# [DATA FOR THIS TASK]
--------------------------------

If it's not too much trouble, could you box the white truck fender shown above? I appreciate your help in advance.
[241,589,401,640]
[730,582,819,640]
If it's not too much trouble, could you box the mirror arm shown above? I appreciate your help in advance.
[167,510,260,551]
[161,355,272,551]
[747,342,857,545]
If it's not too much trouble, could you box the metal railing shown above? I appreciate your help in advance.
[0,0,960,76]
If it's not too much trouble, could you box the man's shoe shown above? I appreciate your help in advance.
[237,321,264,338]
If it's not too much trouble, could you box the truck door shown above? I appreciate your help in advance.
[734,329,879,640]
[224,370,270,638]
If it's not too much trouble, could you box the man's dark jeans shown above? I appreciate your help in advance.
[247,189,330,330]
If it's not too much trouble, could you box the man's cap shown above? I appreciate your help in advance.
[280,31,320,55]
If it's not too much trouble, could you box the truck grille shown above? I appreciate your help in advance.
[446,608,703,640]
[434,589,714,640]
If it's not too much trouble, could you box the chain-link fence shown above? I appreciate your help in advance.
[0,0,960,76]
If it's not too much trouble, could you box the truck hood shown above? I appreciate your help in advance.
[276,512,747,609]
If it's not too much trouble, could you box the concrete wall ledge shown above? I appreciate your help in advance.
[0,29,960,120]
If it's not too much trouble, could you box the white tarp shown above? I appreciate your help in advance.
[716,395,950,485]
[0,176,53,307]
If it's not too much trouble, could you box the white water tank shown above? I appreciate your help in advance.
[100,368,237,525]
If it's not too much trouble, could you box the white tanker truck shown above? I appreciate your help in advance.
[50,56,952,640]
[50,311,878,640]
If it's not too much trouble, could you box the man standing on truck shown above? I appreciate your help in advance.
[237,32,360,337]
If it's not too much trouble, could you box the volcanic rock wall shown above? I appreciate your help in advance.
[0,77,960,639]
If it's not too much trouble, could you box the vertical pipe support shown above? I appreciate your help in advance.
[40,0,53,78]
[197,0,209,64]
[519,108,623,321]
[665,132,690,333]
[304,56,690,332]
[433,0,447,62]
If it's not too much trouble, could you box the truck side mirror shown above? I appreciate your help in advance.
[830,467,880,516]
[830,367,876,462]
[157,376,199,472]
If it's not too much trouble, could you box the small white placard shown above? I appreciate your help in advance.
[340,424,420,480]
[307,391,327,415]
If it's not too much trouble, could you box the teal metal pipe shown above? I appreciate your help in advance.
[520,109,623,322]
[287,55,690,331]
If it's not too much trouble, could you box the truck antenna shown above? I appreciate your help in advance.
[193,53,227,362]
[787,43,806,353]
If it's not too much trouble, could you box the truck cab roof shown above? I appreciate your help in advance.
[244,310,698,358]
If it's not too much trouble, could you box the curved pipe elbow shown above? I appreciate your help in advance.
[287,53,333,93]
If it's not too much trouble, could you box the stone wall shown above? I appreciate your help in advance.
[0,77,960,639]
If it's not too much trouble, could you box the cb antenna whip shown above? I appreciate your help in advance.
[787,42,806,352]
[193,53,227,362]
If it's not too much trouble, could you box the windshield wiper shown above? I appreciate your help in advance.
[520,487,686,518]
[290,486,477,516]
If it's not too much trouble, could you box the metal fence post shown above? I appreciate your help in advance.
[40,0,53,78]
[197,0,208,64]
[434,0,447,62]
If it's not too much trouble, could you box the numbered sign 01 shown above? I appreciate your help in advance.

--------------------------------

# [INSTRUCTION]
Reproduce the lines from the beginning of the records through the line containing "[747,342,857,545]", with "mirror arm" swapped for "mirror bracket" and everything else kept the same.

# [RESPONSE TO THIS TASK]
If it's not too much trouble, could you box the white truck fender shown above? I appreciate your help in advance.
[241,589,401,640]
[730,582,819,640]
If it's not too much trouble, could you box the mirror bracket shown above? I appreciate your help in advance.
[167,510,260,551]
[161,355,272,551]
[747,342,857,545]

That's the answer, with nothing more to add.